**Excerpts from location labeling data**
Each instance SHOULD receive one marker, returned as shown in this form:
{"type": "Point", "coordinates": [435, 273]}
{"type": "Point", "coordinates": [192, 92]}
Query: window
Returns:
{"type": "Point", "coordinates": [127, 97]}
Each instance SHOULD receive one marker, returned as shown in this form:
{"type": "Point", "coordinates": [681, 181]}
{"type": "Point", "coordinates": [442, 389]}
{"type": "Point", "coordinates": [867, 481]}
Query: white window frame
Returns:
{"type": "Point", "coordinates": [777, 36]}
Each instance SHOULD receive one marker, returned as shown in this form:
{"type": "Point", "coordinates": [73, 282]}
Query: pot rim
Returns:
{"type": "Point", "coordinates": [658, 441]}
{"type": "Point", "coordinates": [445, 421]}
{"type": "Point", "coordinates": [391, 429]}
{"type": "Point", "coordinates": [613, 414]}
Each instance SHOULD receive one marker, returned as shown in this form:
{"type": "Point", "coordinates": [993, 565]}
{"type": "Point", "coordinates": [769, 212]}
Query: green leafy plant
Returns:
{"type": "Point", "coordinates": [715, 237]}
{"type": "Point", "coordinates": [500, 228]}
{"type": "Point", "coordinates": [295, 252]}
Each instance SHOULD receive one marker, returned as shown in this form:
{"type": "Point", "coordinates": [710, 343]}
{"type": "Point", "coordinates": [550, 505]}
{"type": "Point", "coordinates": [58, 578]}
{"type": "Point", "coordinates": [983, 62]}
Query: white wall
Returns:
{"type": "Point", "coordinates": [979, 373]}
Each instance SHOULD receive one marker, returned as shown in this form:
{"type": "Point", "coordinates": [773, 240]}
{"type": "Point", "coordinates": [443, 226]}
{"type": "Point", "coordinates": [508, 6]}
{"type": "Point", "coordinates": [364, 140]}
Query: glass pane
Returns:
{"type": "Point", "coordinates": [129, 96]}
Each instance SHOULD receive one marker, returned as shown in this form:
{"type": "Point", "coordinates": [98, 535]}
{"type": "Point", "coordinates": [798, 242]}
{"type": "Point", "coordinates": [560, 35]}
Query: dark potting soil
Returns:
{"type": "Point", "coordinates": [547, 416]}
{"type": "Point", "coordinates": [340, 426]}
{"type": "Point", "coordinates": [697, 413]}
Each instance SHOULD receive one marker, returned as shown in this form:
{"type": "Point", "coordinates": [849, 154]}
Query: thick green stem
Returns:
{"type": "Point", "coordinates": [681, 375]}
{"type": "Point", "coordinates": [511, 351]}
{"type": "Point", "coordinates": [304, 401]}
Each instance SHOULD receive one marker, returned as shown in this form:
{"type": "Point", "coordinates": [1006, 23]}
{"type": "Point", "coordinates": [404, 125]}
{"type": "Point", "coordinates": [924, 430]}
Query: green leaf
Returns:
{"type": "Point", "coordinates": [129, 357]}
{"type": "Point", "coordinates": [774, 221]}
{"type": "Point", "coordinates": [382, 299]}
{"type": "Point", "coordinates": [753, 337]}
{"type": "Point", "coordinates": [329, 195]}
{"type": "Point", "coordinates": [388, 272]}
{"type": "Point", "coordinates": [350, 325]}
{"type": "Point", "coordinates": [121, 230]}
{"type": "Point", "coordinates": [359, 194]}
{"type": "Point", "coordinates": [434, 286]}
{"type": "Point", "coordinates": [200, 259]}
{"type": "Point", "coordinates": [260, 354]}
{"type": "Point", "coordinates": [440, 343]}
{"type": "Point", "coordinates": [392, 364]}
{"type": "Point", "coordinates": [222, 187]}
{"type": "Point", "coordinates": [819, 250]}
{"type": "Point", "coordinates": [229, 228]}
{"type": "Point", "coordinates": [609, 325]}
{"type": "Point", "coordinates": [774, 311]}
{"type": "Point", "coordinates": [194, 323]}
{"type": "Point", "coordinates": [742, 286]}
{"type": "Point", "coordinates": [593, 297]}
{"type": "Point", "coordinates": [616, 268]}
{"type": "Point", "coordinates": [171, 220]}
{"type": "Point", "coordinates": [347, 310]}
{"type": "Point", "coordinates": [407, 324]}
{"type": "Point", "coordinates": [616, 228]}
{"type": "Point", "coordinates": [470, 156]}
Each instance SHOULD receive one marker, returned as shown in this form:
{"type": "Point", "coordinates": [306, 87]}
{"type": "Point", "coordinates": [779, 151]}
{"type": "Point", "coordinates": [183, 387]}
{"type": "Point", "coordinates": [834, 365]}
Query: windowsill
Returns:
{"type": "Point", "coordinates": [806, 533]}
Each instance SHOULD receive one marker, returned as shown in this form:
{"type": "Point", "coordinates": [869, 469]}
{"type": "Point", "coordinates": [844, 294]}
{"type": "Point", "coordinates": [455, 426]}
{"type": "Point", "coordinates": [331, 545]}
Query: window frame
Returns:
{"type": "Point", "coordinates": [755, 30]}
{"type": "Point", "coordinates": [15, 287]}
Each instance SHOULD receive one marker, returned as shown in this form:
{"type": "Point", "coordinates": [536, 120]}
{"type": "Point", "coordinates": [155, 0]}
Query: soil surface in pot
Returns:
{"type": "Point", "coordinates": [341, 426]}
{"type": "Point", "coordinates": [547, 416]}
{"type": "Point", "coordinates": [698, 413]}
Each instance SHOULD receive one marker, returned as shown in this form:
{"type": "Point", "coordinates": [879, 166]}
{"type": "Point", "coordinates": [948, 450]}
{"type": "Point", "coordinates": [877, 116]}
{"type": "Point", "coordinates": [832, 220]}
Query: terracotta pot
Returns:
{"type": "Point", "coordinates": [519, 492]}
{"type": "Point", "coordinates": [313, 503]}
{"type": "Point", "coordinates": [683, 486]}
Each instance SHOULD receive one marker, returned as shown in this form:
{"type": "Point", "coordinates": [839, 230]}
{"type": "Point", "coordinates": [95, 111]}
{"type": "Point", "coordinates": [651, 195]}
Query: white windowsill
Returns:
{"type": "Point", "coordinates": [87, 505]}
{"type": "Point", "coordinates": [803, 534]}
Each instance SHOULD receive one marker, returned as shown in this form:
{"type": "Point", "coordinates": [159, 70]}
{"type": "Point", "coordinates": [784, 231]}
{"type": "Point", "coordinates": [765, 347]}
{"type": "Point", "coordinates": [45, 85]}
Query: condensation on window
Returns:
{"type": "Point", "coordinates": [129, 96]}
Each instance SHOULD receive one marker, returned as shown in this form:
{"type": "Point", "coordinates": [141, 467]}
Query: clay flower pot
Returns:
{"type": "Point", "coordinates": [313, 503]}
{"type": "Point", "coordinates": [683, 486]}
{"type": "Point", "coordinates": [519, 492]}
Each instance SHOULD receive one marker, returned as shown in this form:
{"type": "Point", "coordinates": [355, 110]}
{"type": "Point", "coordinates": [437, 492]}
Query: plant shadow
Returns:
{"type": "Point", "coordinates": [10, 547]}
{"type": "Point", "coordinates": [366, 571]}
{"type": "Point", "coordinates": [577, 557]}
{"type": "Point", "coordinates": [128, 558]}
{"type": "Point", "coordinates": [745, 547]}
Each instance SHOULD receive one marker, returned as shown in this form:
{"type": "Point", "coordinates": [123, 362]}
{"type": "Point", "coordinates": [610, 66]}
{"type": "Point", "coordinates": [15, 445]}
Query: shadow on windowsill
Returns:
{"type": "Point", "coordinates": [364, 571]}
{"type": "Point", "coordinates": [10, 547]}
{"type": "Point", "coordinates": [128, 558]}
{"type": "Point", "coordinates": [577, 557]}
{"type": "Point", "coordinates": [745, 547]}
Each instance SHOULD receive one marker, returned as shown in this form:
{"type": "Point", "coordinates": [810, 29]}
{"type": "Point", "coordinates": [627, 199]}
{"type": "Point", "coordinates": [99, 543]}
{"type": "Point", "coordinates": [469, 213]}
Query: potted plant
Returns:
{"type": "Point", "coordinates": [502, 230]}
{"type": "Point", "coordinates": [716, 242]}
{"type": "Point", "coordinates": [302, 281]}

**WHAT YOU NEED TO DO**
Find every line in the data above that contains the string "windowsill", and copy each of those lines. Matching is case-sensitive.

**OUTPUT FOR THIS TASK**
Query: windowsill
Query: white windowsill
Query: shadow on windowsill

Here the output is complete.